» **Text passage**
In [None]:
! pip install pytorch-tabnet

In [None]:
import pandas as pd
import numpy as np
from sklearn.model_selection import StratifiedKFold, StratifiedGroupKFold
from sklearn.metrics import log_loss, roc_auc_score

import torch
from pytorch_tabnet.tab_model import TabNetClassifier
from pytorch_tabnet.pretraining import TabNetPretrainer
from pytorch_tabnet.metrics import Metric


import matplotlib.pyplot as plt
import seaborn as sns
import os


from itertools import combinations
import random

from PIL import Image

import catboost as catt


import warnings
warnings.filterwarnings("ignore")
VERSION = 2

In [None]:
base_path = "/kaggle/input/final-deepmind-comp-dataset/final_deepmind_comp_dataset/zindi_data/"
additional_path = "/kaggle/input/final-deepmind-comp-dataset/final_deepmind_comp_dataset/image_classifier_results/"
train = pd.read_csv(base_path + "Train.csv")
test = pd.read_csv(base_path + "Test.csv")
train_with_cv_results = pd.read_csv(additional_path + "train_with_cv_results.csv")[['location_id', 'flood_probability']]
test_with_cv_results = pd.read_csv(additional_path + "test_with_cv_results.csv")[['location_id', 'flood_probability',]]
submission = pd.read_csv(base_path + "SampleSubmission.csv")
images = np.load(base_path + "composite_images.npz")
display(train.head(), train.shape, train_with_cv_results.head(), train_with_cv_results.shape, test.head(), test.shape)

In [None]:
train[train['label']== 1].describe()

In [None]:
train[train['label']== 0].describe()

In [None]:
def get_location(value):
  return value.split("_")[0] + '_' + value.split("_")[1]

def get_event_id(value):
  return value.split("_")[3]
for df in [train, test]:

  df['location_id'] = df['event_id'].apply(lambda x: '_'.join(x.split('_')[0:2]))
  df['event_idx'] = df.groupby('location_id', sort=False).ngroup()

  df['event_t'] = df.groupby('location_id').cumcount()

print(len(set(train['location_id'])), len(set(test['location_id'])))
print(len(set(train['location_id']).intersection(set(test['location_id']))))
display(train.head(), test.head())

In [None]:
train.groupby(['location_id'])['event_id'].count()

* each image has 730 events
* no intersection of images betweeen the two data sets (unique sets)
* The numpy files has 898 images for both train and test

* The images are annual cloud-free composite images from Sentinel-2 satellite imagery. They are of size 128x128 and contain the following 6 channels:

      Sentinel-2 B2 (Blue)
      Sentinel-2 B3 (Green)
      Sentinel-2 B4 (Red)
      Sentinel-2 B8 (NIR)
      Sentinel-2 B11 (SWIR)
      Slope (derived from NASA SRTM)

* the images are essentially static for any event/location pair over the study period.

» **Task requirements**
For each statement below, say yes or no to whether it agrees with the notebook above, and quote the notebook's words that settle it. 1. The images are 128 by 128 in size. 2. The train and test data share some of the same images. 3. One of the image channels comes from NASA SRTM.

Records from a collection
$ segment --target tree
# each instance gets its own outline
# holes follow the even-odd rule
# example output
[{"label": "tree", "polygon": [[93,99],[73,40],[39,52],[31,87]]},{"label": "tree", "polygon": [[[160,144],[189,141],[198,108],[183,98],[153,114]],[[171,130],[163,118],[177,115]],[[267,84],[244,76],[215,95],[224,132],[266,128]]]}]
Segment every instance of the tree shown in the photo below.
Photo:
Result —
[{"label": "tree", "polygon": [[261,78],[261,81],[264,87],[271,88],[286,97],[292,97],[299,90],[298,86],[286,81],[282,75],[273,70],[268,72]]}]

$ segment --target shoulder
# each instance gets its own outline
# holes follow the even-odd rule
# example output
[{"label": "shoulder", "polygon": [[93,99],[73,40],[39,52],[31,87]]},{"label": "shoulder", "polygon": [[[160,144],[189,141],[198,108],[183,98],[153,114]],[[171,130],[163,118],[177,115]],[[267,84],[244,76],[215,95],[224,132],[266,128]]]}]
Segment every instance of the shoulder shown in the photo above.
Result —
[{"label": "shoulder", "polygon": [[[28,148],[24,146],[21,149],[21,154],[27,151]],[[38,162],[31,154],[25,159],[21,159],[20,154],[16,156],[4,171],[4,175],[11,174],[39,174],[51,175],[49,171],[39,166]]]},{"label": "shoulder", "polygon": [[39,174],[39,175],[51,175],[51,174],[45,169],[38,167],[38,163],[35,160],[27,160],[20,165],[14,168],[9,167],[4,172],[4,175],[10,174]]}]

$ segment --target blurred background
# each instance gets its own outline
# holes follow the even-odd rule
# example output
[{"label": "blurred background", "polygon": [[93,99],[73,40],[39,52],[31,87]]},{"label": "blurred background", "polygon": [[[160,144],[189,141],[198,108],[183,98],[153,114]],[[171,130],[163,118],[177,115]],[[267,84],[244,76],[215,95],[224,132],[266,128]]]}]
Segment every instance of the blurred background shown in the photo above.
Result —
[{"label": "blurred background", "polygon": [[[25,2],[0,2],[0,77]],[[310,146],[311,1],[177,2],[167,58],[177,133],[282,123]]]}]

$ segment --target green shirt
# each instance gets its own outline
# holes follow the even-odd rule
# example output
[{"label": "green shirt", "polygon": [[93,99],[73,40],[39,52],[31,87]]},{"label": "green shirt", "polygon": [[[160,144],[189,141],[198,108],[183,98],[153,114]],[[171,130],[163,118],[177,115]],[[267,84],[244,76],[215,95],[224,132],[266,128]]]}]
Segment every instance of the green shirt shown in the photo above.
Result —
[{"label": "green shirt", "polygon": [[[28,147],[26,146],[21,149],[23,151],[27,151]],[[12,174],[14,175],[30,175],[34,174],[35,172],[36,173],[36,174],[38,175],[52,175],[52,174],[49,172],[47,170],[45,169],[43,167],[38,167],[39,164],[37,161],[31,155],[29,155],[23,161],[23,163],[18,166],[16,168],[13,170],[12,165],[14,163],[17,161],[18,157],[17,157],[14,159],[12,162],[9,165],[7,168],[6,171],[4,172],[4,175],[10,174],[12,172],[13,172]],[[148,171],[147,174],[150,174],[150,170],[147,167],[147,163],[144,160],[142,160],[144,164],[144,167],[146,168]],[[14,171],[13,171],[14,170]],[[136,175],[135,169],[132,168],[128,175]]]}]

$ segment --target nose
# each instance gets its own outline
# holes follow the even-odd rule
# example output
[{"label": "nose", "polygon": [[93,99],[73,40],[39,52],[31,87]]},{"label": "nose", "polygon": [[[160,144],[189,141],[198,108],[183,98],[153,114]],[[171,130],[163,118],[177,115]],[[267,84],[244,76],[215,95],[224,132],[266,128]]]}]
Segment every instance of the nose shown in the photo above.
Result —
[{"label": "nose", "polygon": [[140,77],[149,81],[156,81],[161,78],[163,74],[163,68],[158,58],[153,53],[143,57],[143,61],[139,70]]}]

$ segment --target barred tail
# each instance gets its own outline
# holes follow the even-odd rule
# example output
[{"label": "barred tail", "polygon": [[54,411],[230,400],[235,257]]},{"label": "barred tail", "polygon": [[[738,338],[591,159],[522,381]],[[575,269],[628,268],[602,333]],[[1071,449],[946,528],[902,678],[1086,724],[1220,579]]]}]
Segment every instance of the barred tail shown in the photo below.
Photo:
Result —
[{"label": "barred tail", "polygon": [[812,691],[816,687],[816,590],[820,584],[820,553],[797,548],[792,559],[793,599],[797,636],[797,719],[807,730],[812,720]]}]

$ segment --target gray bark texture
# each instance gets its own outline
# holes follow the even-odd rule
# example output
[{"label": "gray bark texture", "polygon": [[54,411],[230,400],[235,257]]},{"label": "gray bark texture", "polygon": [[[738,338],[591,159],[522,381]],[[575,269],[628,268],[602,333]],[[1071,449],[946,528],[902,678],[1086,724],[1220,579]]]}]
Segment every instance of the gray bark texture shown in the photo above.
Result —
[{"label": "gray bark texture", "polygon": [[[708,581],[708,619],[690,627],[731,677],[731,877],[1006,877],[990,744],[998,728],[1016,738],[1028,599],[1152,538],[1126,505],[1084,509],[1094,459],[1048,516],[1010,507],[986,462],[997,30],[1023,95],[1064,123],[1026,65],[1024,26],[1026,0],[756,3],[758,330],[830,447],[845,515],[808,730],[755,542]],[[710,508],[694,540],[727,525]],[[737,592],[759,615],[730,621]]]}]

» **Answer to this exercise**
1. Yes: "They are of size 128x128"
2. No: "no intersection of images betweeen the two data sets (unique sets)"
3. Yes: "Slope (derived from NASA SRTM)"